The longest word

N

NiklasRTZ

Newbie hello onwards to the .py manual asks meantime how the longest
word gets determined?
First word, ok
'a aa aaa aa'[:'a aa aaa aa'.find(' ',1,10)]
'a'
rfind is another subset
'a aa aaa aa'[:'a aa aaa aa'.rfind(' ',1,10)]
'a aa aaa'
One row should be able. It's a direct word 'a aa aaa...' and can be a
variable, it's no big deal it occurs twice still naturally easier if
also occured just once.
Sincere thanks & regards
Niklas
 
B

Bearophile

Newbie hello onwards to the .py manual asks meantime how the longest
word gets determined?
First word, ok
 'a aa aaa aa'[:'a aa aaa aa'.find(' ',1,10)]

Your language is not easy to understand, but I think you want to find
the longest word in a string.
If this is the input string:
txt = "a aa aaa aa"

There are several ways to do it, I'll show a simple one.

You can split it into its parts (not having Python a built-in lazy
split yet, you can split it all at once). You can do it with the
string split method. It produces a list of the words, more or less
(but you may have words like "gone,", you may have to take care of
them too, this requires some code.

● ● ● ●

DIRECTIONS
Continue the forum thread about finding the longest word in a Python string, starting right after its last sentence. The lines that come next are separate material with no connection to the forum thread about finding the longest word.

GIVEN DATA
● ● ● ●

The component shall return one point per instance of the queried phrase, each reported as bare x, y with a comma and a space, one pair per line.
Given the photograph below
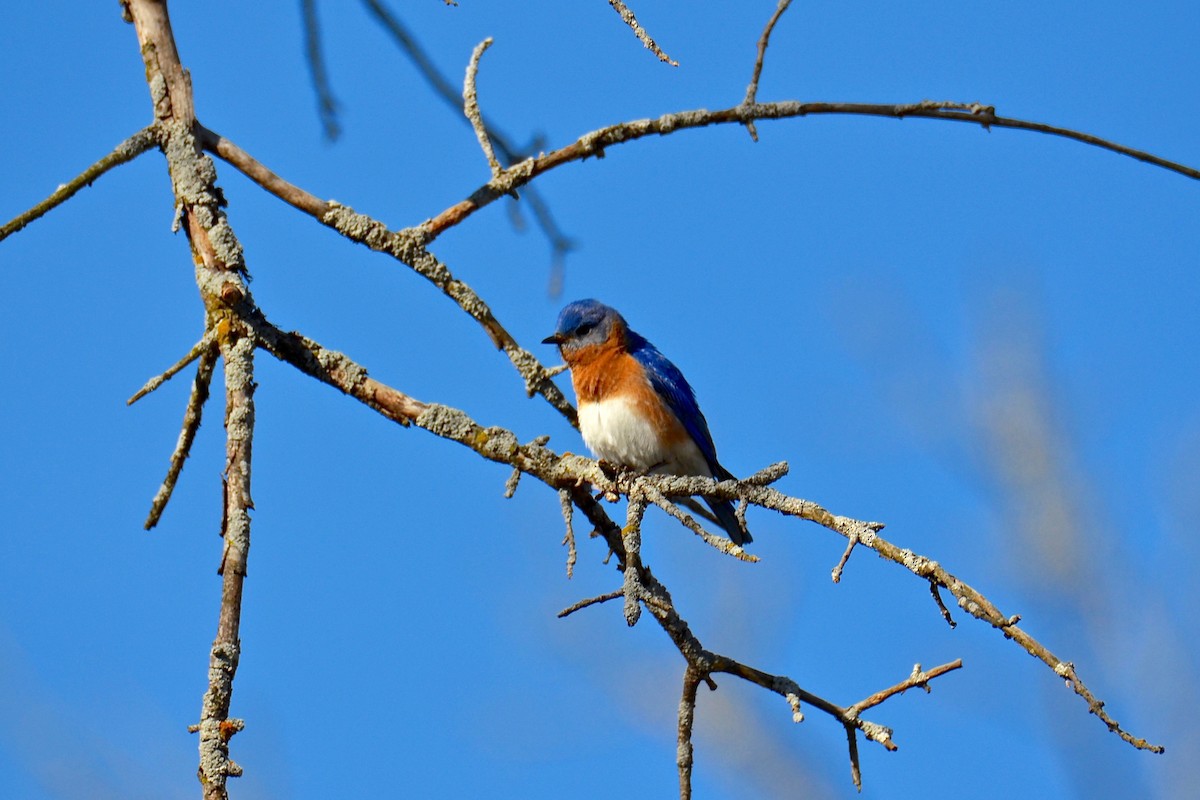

● ● ● ●

EXERCISE RESULT
Once you have a list of words, you have to take the longest. A simple
way is to replace each word with a tuple that contains the length of
the word and the word itself, then pick the tuple with the highest
length value. But Python allows you to do such operation in a faster
way: you can use the max() function, it has a "key" function that
allows you to remap on the fly what you mean by "max". So you just
have to give it a function (reference) that given the word spits its
length, such function is "len" itself.

If you instead want to find the position of the longest word the
program gets a little longer. Ask if you need something different.

Bye,
bearophile
 
N

NiklasRTZ

Newbie hello onwards to the .py manual asks meantime how the longest
word gets determined?
First word, ok
 'a aa aaa aa'[:'a aa aaa aa'.find(' ',1,10)]

Your language is not easy to understand, but I think you want to find
the longest word in a string.
If this is the input string:
txt = "a aa aaa aa"

There are several ways to do it, I'll show a simple one.

You can split it into its parts (not having Python a built-in lazy
split yet, you can split it all at once). You can do it with the
string split method. It produces a list of the words, more or less
(but you may have words like "gone,", you may have to take care of
them too, this requires some code.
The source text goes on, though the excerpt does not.